▸ LECTURA
━━━━━━━━━━

Las investigaciones sugieren que el aumento de las horas de trabajo está asociado con un incremento del consumo, y que este efecto no solo está relacionado con los ingresos. Es mucho más probable que los empleados que tienen poco tiempo utilicen vehículos privados en lugar del transporte público. Además, tienden a comprar productos de alto consumo energético que ahorran tiempo, como alimentos precocinados y favorecen “gastos extravagantes y estilos de vida insostenibles”, según un estudio.
¿Es culpa del consumidor?
“Todo el mundo sabe que tiene que consumir menos”, dice Frey. Sabemos que el balance energético y el estilo de vida occidental no son sostenibles. Pero si nos centramos únicamente en el consumo, se culpabiliza al individuo y no al sistema, que está detrás de la producción innecesaria de muchos bienes.
“No estamos debatiendo sobre cómo pasamos realmente nuestro tiempo de trabajo. Es habitual ofrecer orientación ética y moral a los individuos sobre cómo comportarse. Pero deberíamos hablar sobre cómo organizamos nuestra economía y qué productos son socialmente útiles”, señala Frey. El confinamiento durante la crisis del coronavirus nos ha proporcionado un tiempo para reflexionar qué tipos de trabajo realmente satisfacen las necesidades esenciales de la sociedad. La mayoría de ellos son trabajos en el sector público, a menudo mal pagado, o no pagado en absoluto.

━━━━━━━━━━

▸ PREGUNTAS DE ESTUDIO
a – Traduce al inglés esta oración de la lectura: "Es mucho más probable que los empleados que tienen poco tiempo utilicen vehículos privados en lugar del transporte público."
b – Responde brevemente a partir de la lectura:
(i) ¿Qué ejemplo se da de producto de alto consumo energético que ahorra tiempo?
(ii) Si nos centramos únicamente en el consumo, ¿a quién se culpabiliza y a quién no?
(iii) ¿En qué sector están la mayoría de los trabajos que satisfacen las necesidades esenciales de la sociedad?
No hace falta consultar los registros para resolver las actividades.

━━━━━━━━━━

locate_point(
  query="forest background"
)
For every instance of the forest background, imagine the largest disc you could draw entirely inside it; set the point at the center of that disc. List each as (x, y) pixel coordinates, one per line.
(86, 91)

━━━━━━━━━━

▸ SOLUCIONES
a – Employees who have little time are much more likely to use private vehicles instead of public transportation.

b –
(i) Los alimentos precocinados.
(ii) Se culpabiliza al individuo y no al sistema.
(iii) En el sector público.